Exercise details: Select and copy each line of the records below that contains the word "dune".

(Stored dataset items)
— Begin —

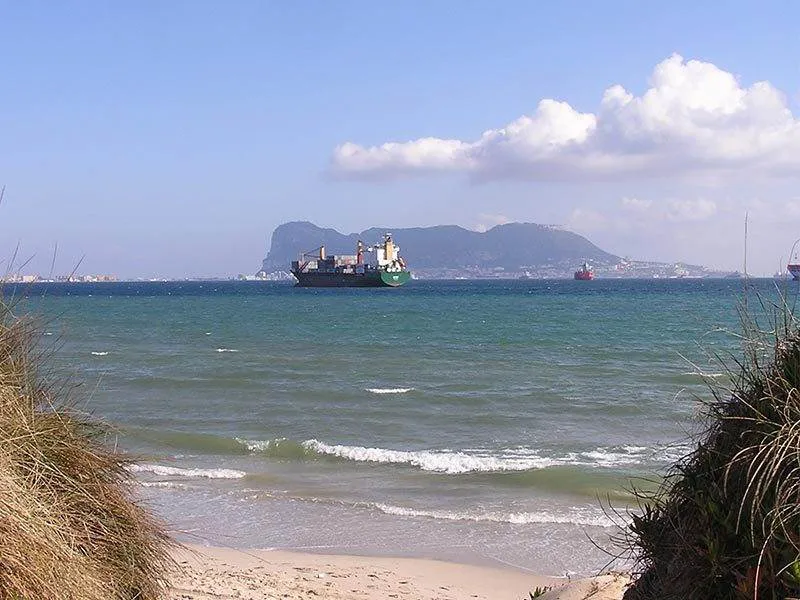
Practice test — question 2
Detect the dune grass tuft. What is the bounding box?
[0,302,171,600]
[624,304,800,600]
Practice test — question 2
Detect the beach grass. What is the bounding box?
[0,302,171,600]
[624,301,800,600]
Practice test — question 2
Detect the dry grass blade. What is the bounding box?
[625,298,800,600]
[0,302,171,600]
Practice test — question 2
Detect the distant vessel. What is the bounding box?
[291,233,411,287]
[786,257,800,281]
[575,263,594,281]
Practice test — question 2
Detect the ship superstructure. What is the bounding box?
[575,263,594,281]
[291,233,411,287]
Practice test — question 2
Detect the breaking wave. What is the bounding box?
[128,464,247,479]
[374,504,615,527]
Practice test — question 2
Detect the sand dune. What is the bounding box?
[169,546,627,600]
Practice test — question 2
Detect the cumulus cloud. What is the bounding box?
[331,54,800,181]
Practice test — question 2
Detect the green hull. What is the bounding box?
[381,271,411,287]
[292,270,411,287]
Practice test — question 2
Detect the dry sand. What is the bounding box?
[169,546,627,600]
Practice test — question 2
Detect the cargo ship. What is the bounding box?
[575,263,594,281]
[786,259,800,281]
[291,233,411,287]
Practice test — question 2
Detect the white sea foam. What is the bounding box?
[234,438,287,452]
[300,439,688,475]
[129,464,247,479]
[375,503,614,527]
[681,371,725,379]
[140,481,186,490]
[303,440,558,475]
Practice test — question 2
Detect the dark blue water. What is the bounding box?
[6,279,796,573]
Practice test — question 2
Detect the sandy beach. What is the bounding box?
[169,545,627,600]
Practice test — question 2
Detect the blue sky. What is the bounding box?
[0,0,800,277]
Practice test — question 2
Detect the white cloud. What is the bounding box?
[667,198,717,223]
[331,54,800,181]
[620,197,653,212]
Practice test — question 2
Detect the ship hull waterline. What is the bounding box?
[292,271,411,287]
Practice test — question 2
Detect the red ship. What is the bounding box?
[575,263,592,281]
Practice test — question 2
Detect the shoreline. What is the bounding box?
[167,544,627,600]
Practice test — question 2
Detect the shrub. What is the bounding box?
[624,305,800,600]
[0,302,171,600]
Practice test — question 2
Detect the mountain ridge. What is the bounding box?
[261,221,621,275]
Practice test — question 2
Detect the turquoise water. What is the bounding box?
[9,280,793,574]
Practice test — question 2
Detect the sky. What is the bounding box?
[0,0,800,278]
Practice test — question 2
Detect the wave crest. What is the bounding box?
[128,464,247,479]
[375,504,615,527]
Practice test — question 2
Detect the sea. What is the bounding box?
[5,279,797,576]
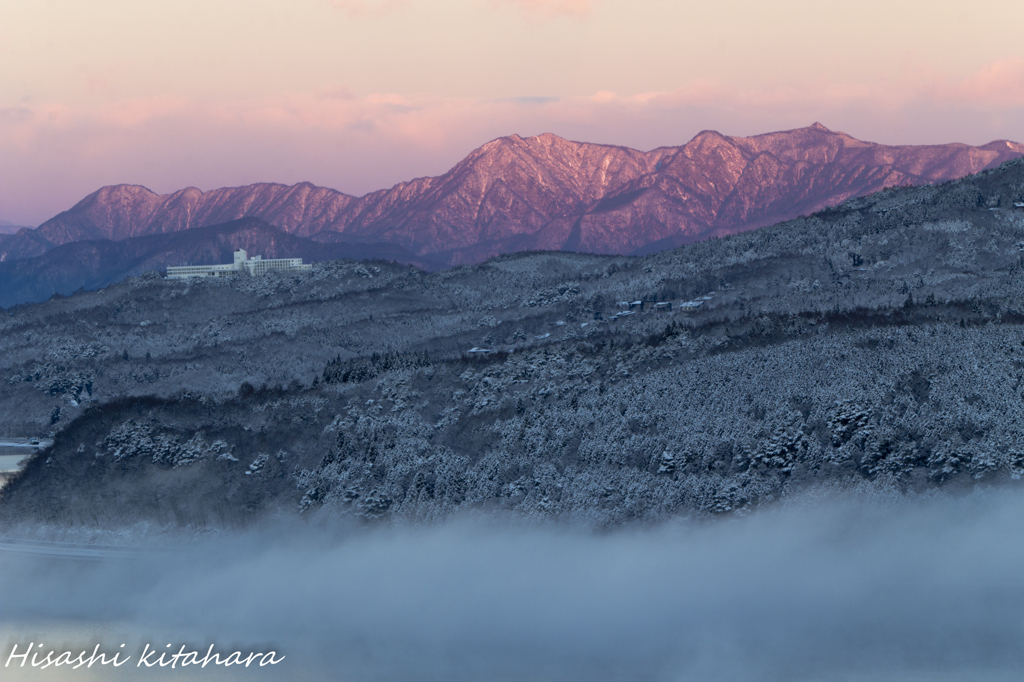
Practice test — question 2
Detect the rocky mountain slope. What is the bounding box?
[6,124,1024,266]
[0,161,1024,527]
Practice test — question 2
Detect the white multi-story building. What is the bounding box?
[167,249,313,280]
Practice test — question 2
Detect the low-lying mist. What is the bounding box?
[0,491,1024,682]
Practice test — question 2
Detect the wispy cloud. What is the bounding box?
[328,0,410,18]
[490,0,597,16]
[0,61,1024,224]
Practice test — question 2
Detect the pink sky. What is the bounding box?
[0,0,1024,224]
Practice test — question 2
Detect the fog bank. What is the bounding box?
[0,492,1024,682]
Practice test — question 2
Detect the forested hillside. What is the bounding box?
[0,161,1024,527]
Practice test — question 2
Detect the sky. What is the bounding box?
[0,0,1024,225]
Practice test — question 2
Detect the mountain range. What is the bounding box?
[0,123,1024,305]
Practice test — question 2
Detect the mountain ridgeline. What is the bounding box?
[0,160,1024,528]
[0,124,1024,305]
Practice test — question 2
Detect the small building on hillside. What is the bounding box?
[167,249,313,280]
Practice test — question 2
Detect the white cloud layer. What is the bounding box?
[6,489,1024,682]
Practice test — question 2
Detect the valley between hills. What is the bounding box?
[0,160,1024,529]
[0,124,1024,307]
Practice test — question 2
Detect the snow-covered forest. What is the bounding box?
[0,161,1024,527]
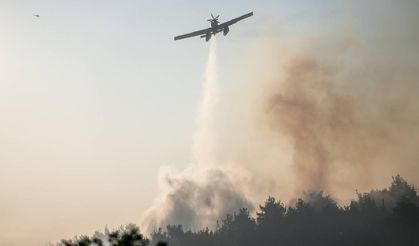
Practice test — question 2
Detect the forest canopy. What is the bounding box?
[58,175,419,246]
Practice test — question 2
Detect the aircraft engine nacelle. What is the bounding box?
[223,26,230,36]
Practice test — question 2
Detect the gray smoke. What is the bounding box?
[143,1,419,231]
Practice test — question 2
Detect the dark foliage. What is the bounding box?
[63,176,419,246]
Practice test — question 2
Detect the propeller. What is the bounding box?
[207,13,220,22]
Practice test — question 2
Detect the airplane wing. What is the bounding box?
[175,28,212,40]
[218,12,253,28]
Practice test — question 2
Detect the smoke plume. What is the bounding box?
[143,38,253,232]
[143,3,419,231]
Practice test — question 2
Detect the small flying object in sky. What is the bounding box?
[175,12,253,42]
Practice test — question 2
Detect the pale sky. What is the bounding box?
[0,0,418,245]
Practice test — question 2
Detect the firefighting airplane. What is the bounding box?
[175,12,253,42]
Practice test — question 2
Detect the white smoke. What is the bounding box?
[141,38,253,233]
[192,37,219,166]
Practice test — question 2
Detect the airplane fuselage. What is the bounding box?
[174,12,253,41]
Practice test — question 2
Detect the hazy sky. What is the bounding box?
[0,0,418,245]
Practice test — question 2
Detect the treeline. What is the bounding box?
[60,176,419,246]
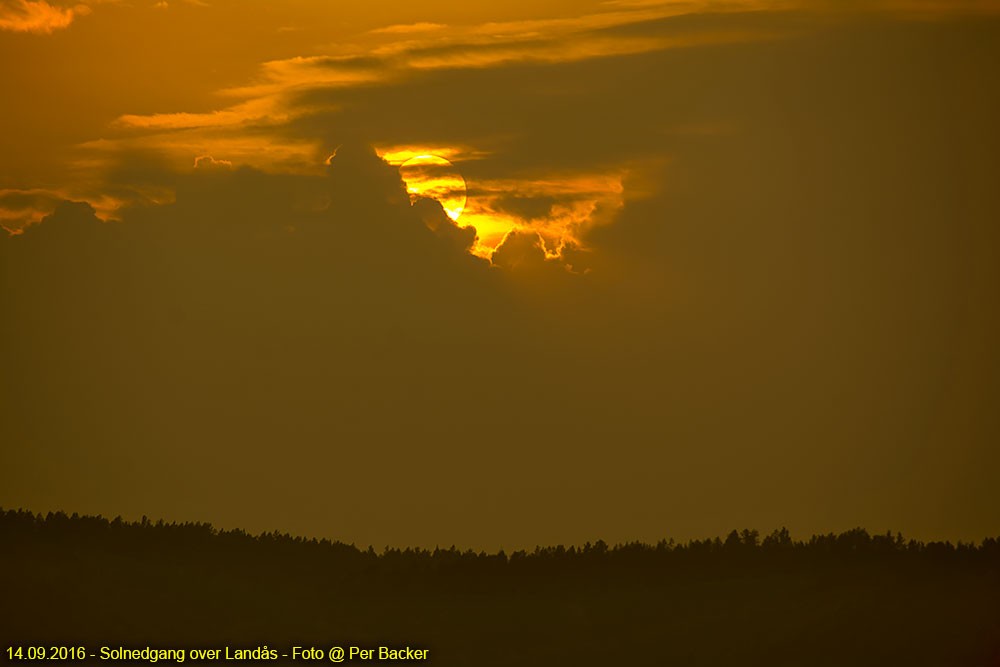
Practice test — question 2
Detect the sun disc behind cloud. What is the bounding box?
[399,155,466,220]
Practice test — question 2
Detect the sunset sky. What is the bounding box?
[0,0,1000,549]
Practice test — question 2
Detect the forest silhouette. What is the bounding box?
[0,510,1000,666]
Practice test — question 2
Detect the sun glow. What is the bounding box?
[399,155,467,220]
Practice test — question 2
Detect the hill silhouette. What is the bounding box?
[0,510,1000,667]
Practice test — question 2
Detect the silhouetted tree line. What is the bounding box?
[0,510,1000,667]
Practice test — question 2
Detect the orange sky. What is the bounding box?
[0,0,1000,548]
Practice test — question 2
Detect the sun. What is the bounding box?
[399,155,467,221]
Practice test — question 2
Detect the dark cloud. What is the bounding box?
[0,11,1000,547]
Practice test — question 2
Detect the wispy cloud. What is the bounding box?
[0,0,90,35]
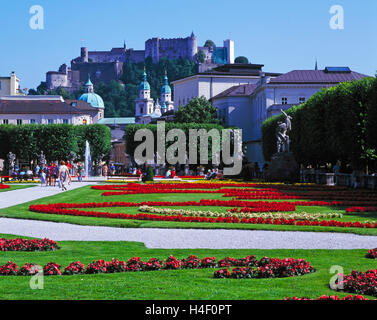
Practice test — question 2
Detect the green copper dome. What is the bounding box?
[79,93,105,108]
[79,74,105,109]
[161,72,171,94]
[139,69,151,91]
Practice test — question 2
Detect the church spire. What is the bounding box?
[85,73,94,93]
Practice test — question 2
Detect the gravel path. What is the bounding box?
[0,182,95,209]
[0,218,377,249]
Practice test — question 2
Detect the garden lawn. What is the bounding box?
[0,182,377,235]
[0,235,377,300]
[0,184,35,192]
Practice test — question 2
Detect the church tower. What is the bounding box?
[161,71,174,113]
[135,67,154,117]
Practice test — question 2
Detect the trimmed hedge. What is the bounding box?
[0,124,111,161]
[125,122,225,163]
[262,78,377,169]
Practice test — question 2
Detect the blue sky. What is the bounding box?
[0,0,377,88]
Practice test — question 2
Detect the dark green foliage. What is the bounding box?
[0,124,111,161]
[174,96,219,123]
[204,40,215,47]
[262,78,377,169]
[75,124,111,161]
[145,166,154,181]
[197,50,206,63]
[125,122,224,162]
[234,56,249,64]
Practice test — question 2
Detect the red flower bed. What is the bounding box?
[18,263,42,276]
[284,294,369,301]
[0,238,59,251]
[63,261,85,275]
[336,270,377,297]
[29,199,377,228]
[346,207,377,213]
[85,260,108,274]
[0,261,18,276]
[366,248,377,259]
[43,262,62,276]
[213,257,315,279]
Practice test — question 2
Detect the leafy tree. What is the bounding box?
[262,78,377,171]
[234,56,249,64]
[175,96,219,123]
[197,50,206,63]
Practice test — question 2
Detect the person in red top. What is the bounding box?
[67,161,72,184]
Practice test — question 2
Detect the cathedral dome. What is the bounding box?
[79,75,105,109]
[139,69,151,91]
[79,92,105,108]
[161,72,171,94]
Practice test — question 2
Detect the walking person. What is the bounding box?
[51,163,59,187]
[77,162,84,182]
[102,163,109,178]
[59,161,70,191]
[40,164,47,187]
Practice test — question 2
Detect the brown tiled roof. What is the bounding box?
[270,70,368,83]
[0,99,83,114]
[65,99,98,111]
[211,84,257,100]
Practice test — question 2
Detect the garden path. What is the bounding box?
[0,182,94,209]
[0,218,377,249]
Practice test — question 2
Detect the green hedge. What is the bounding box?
[125,122,225,162]
[0,124,111,161]
[262,78,377,168]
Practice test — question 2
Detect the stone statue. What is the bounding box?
[276,109,292,153]
[68,151,76,163]
[242,143,247,164]
[7,152,16,175]
[39,151,46,165]
[96,153,105,176]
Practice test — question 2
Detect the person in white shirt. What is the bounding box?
[59,161,71,191]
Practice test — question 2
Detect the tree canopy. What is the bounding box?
[204,40,215,47]
[262,78,377,169]
[234,56,249,64]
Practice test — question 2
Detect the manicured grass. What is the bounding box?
[0,186,377,235]
[0,235,377,300]
[0,184,36,192]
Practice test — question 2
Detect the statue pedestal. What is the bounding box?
[266,152,300,183]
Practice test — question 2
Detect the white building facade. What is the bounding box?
[211,67,367,168]
[172,64,280,110]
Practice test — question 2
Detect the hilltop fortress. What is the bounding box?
[46,33,234,92]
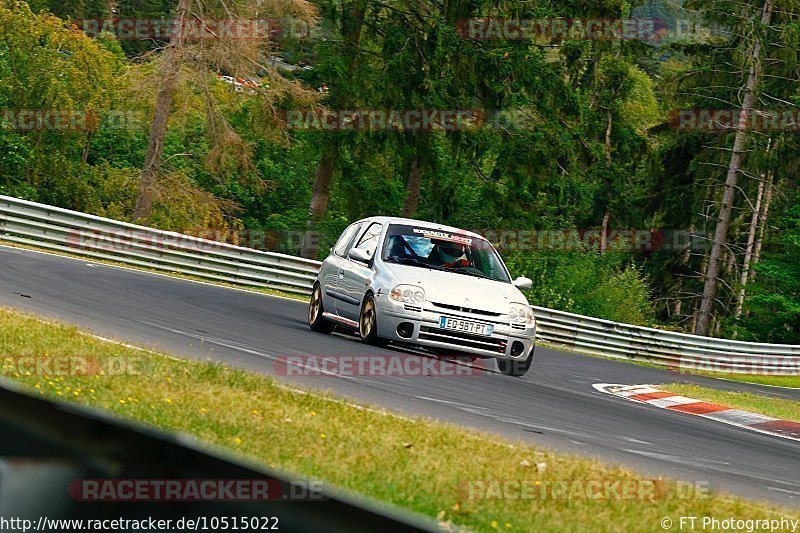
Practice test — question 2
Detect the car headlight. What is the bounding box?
[508,304,535,325]
[389,285,425,304]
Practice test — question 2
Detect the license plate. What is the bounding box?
[439,316,494,335]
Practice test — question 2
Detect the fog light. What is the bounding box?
[511,341,525,357]
[397,322,414,339]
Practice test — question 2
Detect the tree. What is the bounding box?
[694,0,774,335]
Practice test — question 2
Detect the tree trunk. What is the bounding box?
[300,141,339,259]
[403,156,423,217]
[748,170,773,281]
[694,0,774,335]
[134,0,192,222]
[600,208,611,254]
[734,175,764,319]
[300,0,366,246]
[605,109,614,167]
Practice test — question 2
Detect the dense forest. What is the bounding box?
[0,0,800,343]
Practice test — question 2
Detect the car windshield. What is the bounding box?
[383,224,511,283]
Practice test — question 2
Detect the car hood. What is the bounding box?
[386,264,527,313]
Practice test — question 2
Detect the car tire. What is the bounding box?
[497,348,533,378]
[358,294,387,346]
[308,283,336,333]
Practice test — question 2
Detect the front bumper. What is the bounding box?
[375,296,536,361]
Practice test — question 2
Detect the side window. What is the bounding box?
[356,222,383,257]
[333,224,361,257]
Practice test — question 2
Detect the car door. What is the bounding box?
[336,222,383,320]
[320,222,363,314]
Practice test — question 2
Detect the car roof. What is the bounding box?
[348,216,484,239]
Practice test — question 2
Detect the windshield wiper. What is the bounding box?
[386,255,450,272]
[447,268,497,281]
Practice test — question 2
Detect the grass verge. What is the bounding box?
[0,308,800,532]
[0,239,308,302]
[656,383,800,422]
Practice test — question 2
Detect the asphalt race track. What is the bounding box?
[0,246,800,507]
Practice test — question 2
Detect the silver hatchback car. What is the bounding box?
[308,217,536,376]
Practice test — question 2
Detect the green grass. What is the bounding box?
[0,308,800,532]
[657,383,800,422]
[0,239,308,302]
[684,372,800,389]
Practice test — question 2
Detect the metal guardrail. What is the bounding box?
[0,195,800,375]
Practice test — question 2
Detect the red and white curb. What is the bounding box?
[592,383,800,441]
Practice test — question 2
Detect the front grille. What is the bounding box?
[431,302,503,316]
[417,326,506,353]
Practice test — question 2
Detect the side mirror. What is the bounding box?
[513,276,533,291]
[347,248,372,263]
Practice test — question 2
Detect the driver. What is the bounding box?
[436,242,470,268]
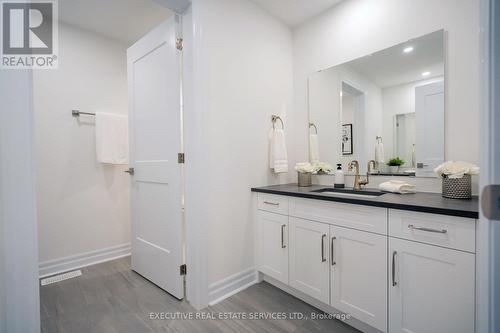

— End —

The output:
Detect the dune grass tuft. What is the bounding box?
Detect the sand dune. What is the bounding box?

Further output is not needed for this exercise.